↓↓↓

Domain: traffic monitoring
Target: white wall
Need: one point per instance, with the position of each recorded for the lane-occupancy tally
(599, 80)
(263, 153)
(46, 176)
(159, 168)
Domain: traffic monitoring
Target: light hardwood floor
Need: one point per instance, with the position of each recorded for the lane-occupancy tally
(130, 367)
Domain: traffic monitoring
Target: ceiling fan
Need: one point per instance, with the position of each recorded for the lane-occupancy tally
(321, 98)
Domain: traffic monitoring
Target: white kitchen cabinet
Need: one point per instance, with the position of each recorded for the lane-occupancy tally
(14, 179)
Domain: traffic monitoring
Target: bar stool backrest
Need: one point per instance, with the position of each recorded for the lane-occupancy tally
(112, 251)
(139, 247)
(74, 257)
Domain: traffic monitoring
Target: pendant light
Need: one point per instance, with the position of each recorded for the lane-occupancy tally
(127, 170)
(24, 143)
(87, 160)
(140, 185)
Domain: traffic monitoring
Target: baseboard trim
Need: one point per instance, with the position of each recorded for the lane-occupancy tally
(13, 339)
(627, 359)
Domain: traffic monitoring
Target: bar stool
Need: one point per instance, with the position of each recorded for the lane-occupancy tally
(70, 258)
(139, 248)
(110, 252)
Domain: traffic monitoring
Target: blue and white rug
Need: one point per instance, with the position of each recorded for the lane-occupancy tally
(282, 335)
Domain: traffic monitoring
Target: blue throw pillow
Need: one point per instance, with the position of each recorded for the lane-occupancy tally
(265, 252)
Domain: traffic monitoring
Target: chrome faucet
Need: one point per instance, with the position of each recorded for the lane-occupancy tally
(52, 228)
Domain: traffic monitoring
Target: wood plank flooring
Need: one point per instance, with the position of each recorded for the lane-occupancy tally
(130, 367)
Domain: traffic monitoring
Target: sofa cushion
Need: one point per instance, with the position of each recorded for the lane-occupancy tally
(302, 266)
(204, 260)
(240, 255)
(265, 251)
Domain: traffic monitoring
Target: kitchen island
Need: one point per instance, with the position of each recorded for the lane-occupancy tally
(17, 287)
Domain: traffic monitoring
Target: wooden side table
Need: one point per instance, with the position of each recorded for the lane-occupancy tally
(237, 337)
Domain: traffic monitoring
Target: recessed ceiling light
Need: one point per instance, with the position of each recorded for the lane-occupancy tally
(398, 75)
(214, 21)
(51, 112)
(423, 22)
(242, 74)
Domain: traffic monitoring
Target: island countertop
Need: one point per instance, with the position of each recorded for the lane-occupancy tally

↑↑↑

# DESCRIPTION OF THE TASK
Reproduce exactly the section above that begins at the line containing "Target: blue and white rug" and ends at the line containing "Target: wood plank flooring", leaving out all other lines.

# TASK SOLUTION
Target: blue and white rug
Need: one point per instance, with the position of each recorded for the lane-occupancy tally
(282, 335)
Domain: traffic monitoring
Target: blue throw pillow
Need: one point per instance, with the position of each recorded for the lane-occupancy tally
(265, 252)
Domain: traffic monitoring
Target: chrome faucet
Need: one point per instance, with the position of each recorded for the lane-occupancy tally
(52, 228)
Domain: traffic monitoring
Target: wood plank flooring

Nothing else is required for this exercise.